### Saved entries
┄┄┄┄┄┄

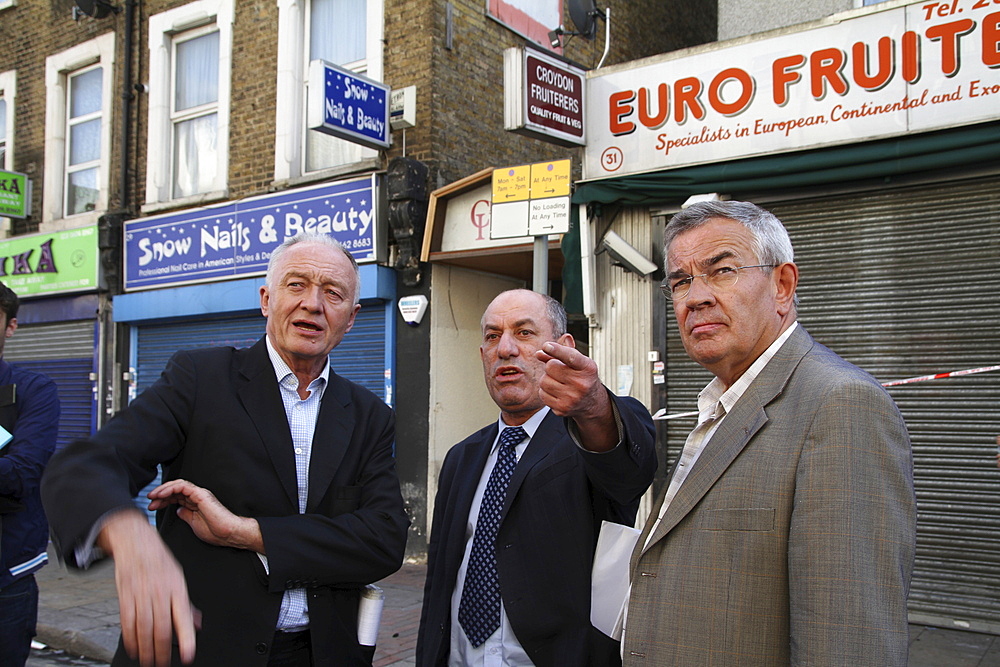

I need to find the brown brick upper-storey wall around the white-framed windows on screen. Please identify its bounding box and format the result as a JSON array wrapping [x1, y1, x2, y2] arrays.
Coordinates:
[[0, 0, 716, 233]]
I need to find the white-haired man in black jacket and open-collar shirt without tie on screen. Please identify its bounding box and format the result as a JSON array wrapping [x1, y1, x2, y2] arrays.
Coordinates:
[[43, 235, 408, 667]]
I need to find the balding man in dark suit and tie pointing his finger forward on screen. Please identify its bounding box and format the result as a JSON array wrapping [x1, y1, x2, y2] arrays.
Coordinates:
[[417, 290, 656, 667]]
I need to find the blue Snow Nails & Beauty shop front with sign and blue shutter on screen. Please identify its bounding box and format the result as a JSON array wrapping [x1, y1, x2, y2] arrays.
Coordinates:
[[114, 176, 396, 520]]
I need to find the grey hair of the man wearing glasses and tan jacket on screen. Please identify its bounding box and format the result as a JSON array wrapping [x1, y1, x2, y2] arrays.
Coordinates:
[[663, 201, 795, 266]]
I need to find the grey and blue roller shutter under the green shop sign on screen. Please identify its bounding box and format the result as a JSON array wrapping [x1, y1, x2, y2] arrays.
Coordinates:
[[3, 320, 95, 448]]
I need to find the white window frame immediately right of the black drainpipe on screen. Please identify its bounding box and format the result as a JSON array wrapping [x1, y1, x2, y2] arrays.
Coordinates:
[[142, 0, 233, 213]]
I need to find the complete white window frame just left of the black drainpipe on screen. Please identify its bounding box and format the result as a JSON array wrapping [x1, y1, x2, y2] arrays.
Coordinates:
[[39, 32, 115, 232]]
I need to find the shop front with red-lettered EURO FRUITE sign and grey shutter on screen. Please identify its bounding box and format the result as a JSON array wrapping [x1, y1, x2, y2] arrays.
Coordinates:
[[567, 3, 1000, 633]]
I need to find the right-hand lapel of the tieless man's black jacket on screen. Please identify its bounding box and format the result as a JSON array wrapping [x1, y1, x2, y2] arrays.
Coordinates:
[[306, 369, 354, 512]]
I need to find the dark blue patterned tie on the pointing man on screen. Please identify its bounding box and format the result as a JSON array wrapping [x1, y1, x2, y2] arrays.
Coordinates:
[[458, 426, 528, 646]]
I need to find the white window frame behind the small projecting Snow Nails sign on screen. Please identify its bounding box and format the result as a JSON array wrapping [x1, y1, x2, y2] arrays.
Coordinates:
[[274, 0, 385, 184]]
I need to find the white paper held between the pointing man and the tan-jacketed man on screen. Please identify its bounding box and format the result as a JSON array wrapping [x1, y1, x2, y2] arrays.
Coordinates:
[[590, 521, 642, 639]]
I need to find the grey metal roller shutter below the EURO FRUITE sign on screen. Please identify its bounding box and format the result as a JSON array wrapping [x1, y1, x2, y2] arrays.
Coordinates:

┄┄┄┄┄┄

Each record should appear again exactly as it stands, with no picture included.

### Task solution
I need to find the brown brick upper-storey wall around the white-framed windows on screen. Please identify its bounding box and format the result as a JSON array wrapping [x1, y1, x2, y2] arrays.
Coordinates:
[[0, 0, 716, 233]]
I need to find the white-haired man in black jacket and open-collar shirt without tie on screen. Please identify its bounding box and format the result as a JSON array wrapping [x1, y1, x2, y2] arrays.
Coordinates:
[[43, 235, 408, 667]]
I need to find the balding man in dark suit and tie pointing his finger forward on screen. Please identify its bounding box and format the result as a JSON array wrapping [x1, y1, x2, y2] arrays.
Coordinates:
[[417, 290, 656, 667]]
I need to find the blue Snow Nails & Beauty shop front with sign and blue shutter on screen. Please identify its bounding box and format the result as a JSON array wrapping [x1, y1, x2, y2] arrays.
Coordinates:
[[114, 176, 396, 520]]
I need to find the grey hair of the man wearing glasses and tan jacket on screen. Please identify its bounding box and format the result as a JSON array wrapping [x1, y1, x2, y2] arrays.
Coordinates:
[[663, 201, 795, 266]]
I need to find the grey and blue roller shutter under the green shop sign on screen. Please identify its bounding box and format the result as a JSON array wrapping [x1, y1, x2, y2] arrays.
Coordinates:
[[3, 320, 95, 448]]
I need to find the white window frame immediately right of the black drainpipe on screen. Please identify its bounding box and format the result as a JSON array wrapping [x1, y1, x2, y2] arrays.
Coordinates:
[[142, 0, 233, 213]]
I need to find the complete white window frame just left of the black drainpipe on screen. Please identify its bounding box and format the result as a JSON array wrapping [x1, y1, x2, y2] arrays.
Coordinates:
[[39, 32, 115, 232]]
I need to find the shop front with red-lettered EURO FRUITE sign and grey shutter on screen. Please identify its bounding box and format the result as a JSON array wrapping [x1, y1, x2, y2] arrays.
Coordinates:
[[567, 3, 1000, 633]]
I need to find the right-hand lapel of the tieless man's black jacket on screen. Please identify its bounding box and format the result as a JSON array wrapping [x1, y1, x2, y2] arrays.
Coordinates:
[[306, 369, 354, 512]]
I need to find the dark blue patterned tie on the pointing man on screen. Please identify its bounding box and format the result as a JSON array wrapping [x1, y1, x2, y2] arrays.
Coordinates:
[[458, 426, 528, 646]]
I need to find the white window frame behind the small projecting Snow Nails sign on screen. Please identify its bounding box and format the result as a JSON array wrapping [x1, y1, x2, y2] arrays.
Coordinates:
[[274, 0, 385, 184]]
I need to find the white paper held between the pointing man and the tan-jacketed man on screen. Please identify its bounding box and format the result as a JSON array wrapping [x1, y1, x2, y2] arrays.
Coordinates:
[[590, 521, 642, 639]]
I need to find the grey metal roller shutter below the EURO FRUITE sign on screen. Please identify its bounding box and format the result as a JSON array wrapping [x1, y1, x2, y2] arrays.
Coordinates:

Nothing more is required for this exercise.